- [EXERCISE DESCRIPTION]:
Nothing but the lines from the one containing "Target: dark food item in tray" through the final line of the data should be repeated, and each must be exact.

- [PROVIDED ENTRIES]:
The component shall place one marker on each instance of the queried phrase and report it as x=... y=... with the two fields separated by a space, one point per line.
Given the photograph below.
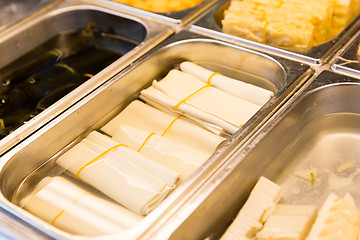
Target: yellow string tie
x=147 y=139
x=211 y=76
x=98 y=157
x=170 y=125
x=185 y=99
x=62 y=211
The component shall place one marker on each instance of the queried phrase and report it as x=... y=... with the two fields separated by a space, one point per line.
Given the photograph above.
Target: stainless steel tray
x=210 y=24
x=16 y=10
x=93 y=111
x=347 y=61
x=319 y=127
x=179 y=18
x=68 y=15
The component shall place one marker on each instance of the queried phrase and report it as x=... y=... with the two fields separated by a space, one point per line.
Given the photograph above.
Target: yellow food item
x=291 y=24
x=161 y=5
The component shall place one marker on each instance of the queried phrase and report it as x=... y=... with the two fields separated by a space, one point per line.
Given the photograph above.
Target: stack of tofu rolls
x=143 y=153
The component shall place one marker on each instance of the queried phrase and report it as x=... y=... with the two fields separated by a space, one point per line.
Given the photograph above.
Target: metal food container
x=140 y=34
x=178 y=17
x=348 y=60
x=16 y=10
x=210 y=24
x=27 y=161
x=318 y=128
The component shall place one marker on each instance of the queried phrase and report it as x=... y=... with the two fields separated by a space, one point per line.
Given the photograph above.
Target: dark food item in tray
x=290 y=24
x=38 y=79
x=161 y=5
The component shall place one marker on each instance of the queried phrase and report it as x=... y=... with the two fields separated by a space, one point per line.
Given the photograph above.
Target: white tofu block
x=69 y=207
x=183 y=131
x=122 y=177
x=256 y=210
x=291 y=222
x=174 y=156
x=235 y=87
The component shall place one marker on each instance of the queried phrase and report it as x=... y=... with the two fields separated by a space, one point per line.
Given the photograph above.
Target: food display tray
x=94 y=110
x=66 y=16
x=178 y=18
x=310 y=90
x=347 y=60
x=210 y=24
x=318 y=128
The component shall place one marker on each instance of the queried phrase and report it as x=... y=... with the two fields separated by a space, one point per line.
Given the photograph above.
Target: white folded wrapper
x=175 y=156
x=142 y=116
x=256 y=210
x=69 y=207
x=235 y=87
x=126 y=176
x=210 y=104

- [RESULT FOR THIS EXERCISE]:
Target: dark food item in tray
x=290 y=24
x=38 y=79
x=161 y=5
The component shall place one marker on each instance of the queried phrase and report it as x=... y=... with the two fields separated by a space, one point per line.
Given the photograph above.
Target: white tofu block
x=69 y=207
x=183 y=131
x=122 y=177
x=256 y=210
x=291 y=222
x=174 y=156
x=235 y=87
The component shall place one marker on each instance of the queried phrase and report it as x=... y=... with the two fields separated by a space, one point per line.
Given the photograph above.
Target: food display tray
x=94 y=110
x=66 y=16
x=178 y=18
x=310 y=90
x=347 y=60
x=210 y=24
x=318 y=128
The component shall place one marker on each instance of the queried phrase and report it as x=... y=... with the two fields separated by a space, one point per line.
Given the photograph above.
Target: white folded wrapper
x=175 y=156
x=142 y=116
x=256 y=210
x=69 y=207
x=235 y=87
x=126 y=176
x=210 y=104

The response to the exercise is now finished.